=== Provided passage ===
# Dewalt Track Saw



## Termite (Apr 13, 2008)

I liked the idea of the DeWalt until I saw the price tag. They've obviously built the saw around the Festool design, but they weren't smart enough to get the price significantly lower than the Festool product. I'm sure the DeWalt is a solid performer, but DeWalt's products are in a lower league than Festool's, and their price should really reflect that. The DeWalt should be a $300-350 saw in my opinion, at the high end. 

Here's the $475 Festool, minus the rail, which adds about $200'ish depending on length.








And here's the DeWalt at around $500 with one track.

Nothing wrong with DeWalt's quality. But Festool's quality is light years ahead of most any other power tool manufacturer. Unfortunately, they're priced accordingly! The DeWalt should be a lower cost compromise for those of us that can't swing the Festool option.


----------



## Chagres (Oct 13, 2007)

Yeah, I was surprised at the price; I looked it up after I received it, but I like DeWalt, maybe they are counting on tool brand allegiance to carry it? I'm eager to try it out though, I like the concept, regardless of brand, based on the promo material they sent me.

Thanks for the input, thekctermite. Hope the weather isn't hammering you too bad up there. We actually got snow already here south of Houston. Very strange...

Kelly
http://www.icanfixupmyhome.com


----------



## brokenknee (Dec 13, 2008)

Is that saw cordless? I have a 4" 18 volt cordless dewalt saw that came with a drill I purchased. It really dosn't have enough power for any serious cutting. It did work fine for cutting in new roof vents. Other than that it is really not very useful for anything other than an ocasional cut were there is no power handy.
=== Excerpted records ===
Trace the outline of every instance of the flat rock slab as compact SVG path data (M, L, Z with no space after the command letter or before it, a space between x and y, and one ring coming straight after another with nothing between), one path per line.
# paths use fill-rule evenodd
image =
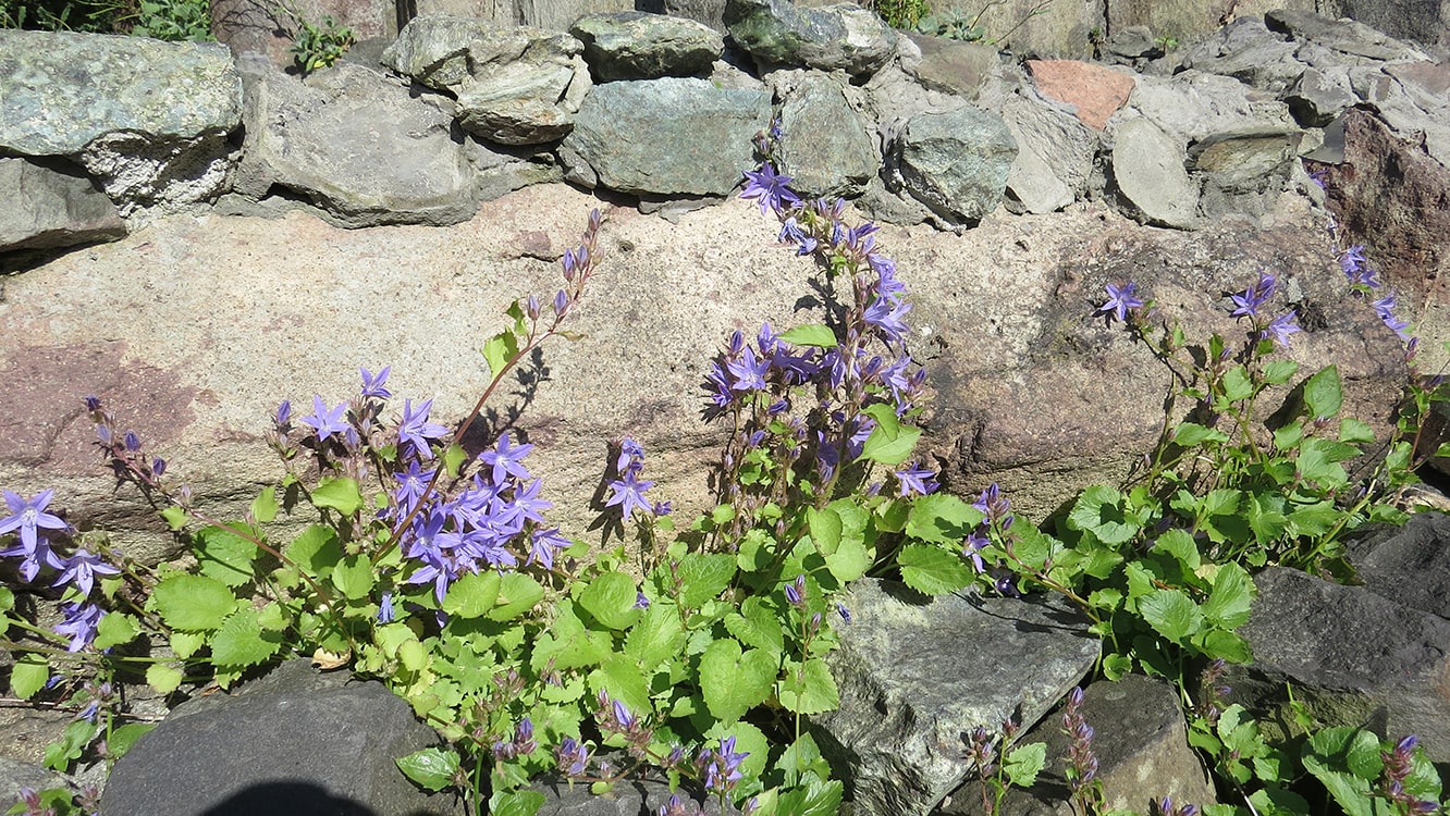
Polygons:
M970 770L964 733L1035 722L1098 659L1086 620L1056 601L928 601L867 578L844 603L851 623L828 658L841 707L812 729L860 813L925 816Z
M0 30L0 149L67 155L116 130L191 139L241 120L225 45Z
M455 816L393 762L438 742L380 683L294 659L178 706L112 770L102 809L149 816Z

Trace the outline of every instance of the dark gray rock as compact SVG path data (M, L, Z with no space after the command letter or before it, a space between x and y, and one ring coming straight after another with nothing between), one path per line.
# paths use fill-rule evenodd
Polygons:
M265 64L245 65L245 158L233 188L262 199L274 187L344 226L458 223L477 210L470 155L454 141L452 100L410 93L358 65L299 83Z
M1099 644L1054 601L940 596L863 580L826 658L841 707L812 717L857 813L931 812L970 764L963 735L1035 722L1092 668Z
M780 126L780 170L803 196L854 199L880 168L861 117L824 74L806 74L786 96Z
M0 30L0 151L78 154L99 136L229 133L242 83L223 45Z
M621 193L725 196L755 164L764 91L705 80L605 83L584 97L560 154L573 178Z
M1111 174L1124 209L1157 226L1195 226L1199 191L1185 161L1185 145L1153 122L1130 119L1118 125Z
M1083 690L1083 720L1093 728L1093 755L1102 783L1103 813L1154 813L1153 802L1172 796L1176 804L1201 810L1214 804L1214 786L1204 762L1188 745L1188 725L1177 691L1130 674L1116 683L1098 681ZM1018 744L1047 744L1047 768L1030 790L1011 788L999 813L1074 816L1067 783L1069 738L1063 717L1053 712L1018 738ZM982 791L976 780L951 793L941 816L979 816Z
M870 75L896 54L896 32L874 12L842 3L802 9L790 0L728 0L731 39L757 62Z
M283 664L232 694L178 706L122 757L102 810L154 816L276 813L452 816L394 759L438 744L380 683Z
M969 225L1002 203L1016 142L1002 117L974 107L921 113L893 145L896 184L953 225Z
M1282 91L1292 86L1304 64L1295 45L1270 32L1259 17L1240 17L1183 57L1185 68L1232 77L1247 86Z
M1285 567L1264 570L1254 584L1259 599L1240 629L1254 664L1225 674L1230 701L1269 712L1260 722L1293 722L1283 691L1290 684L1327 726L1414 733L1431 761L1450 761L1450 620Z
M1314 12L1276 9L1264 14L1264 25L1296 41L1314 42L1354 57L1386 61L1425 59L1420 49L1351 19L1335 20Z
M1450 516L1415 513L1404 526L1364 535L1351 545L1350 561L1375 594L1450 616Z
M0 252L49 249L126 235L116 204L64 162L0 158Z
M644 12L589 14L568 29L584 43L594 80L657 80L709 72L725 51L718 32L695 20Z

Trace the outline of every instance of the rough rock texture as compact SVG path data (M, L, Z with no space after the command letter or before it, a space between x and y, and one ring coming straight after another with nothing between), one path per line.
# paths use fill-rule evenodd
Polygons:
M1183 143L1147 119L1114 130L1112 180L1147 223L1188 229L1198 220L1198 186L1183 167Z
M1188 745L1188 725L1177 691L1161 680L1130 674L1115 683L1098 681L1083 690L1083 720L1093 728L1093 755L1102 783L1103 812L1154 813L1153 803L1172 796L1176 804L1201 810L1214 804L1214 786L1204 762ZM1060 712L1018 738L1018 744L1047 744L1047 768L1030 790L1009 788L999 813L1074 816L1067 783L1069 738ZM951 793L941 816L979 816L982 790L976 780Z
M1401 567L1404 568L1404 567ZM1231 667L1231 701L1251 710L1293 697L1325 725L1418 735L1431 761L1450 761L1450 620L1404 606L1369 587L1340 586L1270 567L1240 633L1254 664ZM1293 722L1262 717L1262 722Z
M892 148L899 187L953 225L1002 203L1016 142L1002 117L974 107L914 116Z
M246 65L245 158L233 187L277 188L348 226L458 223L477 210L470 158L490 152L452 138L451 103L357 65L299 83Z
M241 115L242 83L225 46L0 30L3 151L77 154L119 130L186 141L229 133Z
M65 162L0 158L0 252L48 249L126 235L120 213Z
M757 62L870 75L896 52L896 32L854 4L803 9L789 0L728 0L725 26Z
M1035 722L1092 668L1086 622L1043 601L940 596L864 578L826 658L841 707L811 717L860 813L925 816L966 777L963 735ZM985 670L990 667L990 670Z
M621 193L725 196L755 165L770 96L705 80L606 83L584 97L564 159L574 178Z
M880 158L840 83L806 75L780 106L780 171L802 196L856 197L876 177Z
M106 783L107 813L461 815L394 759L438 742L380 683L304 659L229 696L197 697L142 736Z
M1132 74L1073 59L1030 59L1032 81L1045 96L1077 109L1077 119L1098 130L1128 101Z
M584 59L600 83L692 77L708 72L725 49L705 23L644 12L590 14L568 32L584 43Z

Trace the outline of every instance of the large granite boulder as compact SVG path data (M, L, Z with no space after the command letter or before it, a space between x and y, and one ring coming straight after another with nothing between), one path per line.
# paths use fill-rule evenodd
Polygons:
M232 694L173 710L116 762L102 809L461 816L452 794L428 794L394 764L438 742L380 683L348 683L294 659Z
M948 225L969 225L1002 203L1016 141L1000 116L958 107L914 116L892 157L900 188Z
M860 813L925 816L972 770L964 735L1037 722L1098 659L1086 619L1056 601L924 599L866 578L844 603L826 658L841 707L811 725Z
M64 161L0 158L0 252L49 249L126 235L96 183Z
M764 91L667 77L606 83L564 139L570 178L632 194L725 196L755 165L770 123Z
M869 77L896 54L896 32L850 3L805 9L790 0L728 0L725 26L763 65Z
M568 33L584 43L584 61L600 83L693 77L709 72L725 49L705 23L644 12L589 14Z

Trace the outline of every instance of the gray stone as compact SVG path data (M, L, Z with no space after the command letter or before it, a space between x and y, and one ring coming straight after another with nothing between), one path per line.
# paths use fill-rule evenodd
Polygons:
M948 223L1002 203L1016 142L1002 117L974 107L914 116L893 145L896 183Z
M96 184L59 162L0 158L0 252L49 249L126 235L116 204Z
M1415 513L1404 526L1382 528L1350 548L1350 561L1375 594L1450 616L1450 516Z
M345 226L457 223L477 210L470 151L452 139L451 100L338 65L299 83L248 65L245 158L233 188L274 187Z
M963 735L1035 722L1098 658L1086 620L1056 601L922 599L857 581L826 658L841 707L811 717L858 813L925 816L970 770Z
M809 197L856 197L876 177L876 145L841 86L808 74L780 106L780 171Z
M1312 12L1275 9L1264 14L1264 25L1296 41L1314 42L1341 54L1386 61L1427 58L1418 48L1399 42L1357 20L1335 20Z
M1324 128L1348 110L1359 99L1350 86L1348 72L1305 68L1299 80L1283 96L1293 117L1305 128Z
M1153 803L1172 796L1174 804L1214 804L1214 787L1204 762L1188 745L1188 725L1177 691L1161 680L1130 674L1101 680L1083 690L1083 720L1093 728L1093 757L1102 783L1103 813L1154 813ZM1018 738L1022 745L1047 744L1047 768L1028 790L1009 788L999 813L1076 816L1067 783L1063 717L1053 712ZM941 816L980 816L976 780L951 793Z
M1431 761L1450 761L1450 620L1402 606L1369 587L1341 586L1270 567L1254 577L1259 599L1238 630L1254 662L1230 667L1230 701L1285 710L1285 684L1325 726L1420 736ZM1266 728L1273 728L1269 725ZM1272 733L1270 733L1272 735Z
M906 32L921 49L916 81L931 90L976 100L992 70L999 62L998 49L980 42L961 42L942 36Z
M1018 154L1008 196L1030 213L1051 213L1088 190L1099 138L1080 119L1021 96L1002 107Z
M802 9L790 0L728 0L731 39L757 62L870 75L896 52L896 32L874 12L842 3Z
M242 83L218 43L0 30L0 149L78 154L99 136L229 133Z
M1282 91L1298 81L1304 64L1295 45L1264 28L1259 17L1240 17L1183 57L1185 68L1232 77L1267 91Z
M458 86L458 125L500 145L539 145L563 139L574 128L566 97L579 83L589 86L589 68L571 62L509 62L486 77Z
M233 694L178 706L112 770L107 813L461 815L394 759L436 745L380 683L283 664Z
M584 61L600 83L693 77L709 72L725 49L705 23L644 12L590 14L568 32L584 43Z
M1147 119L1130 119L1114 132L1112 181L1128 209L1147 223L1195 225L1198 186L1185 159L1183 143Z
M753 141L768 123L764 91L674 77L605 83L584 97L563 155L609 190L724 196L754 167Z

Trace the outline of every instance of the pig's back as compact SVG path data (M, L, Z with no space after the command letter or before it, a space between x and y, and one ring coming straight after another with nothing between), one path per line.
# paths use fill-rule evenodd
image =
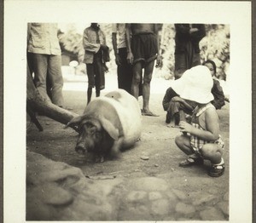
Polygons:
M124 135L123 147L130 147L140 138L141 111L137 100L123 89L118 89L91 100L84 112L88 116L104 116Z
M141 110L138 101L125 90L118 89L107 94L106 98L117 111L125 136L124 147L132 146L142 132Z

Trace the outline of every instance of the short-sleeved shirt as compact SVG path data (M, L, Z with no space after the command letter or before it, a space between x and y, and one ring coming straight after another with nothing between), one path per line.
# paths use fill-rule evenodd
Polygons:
===
- [Tasks]:
1. List the usernames that head the posts in the track saw thread.
2. In the entries, rewrite the lines from the one containing "Trace the outline of every instance of the gray" through the one containing "M963 735L1035 722L1098", inclusive, with "gray stone" changed to "gray boulder".

- [Expected outputs]:
1.
Termite
Chagres
brokenknee

2.
Trace the outline of every instance of the gray boulder as compact SVG path data (M, L, Z with no space after the command letter or before it, a space between x and y, and one ring coming straight after another with nothing between), one path per line.
# paths use fill-rule evenodd
Polygons:
M948 223L1002 203L1016 142L1002 117L974 107L914 116L893 145L896 183Z
M96 184L59 162L0 158L0 252L49 249L126 235L116 204Z
M1415 513L1404 526L1382 528L1350 548L1350 561L1375 594L1450 616L1450 516Z
M345 226L457 223L477 210L470 151L452 139L451 100L338 65L299 83L248 65L245 158L233 188L274 187Z
M963 735L1035 722L1098 658L1086 620L1056 601L922 599L857 581L826 658L841 707L811 717L858 813L925 816L970 770Z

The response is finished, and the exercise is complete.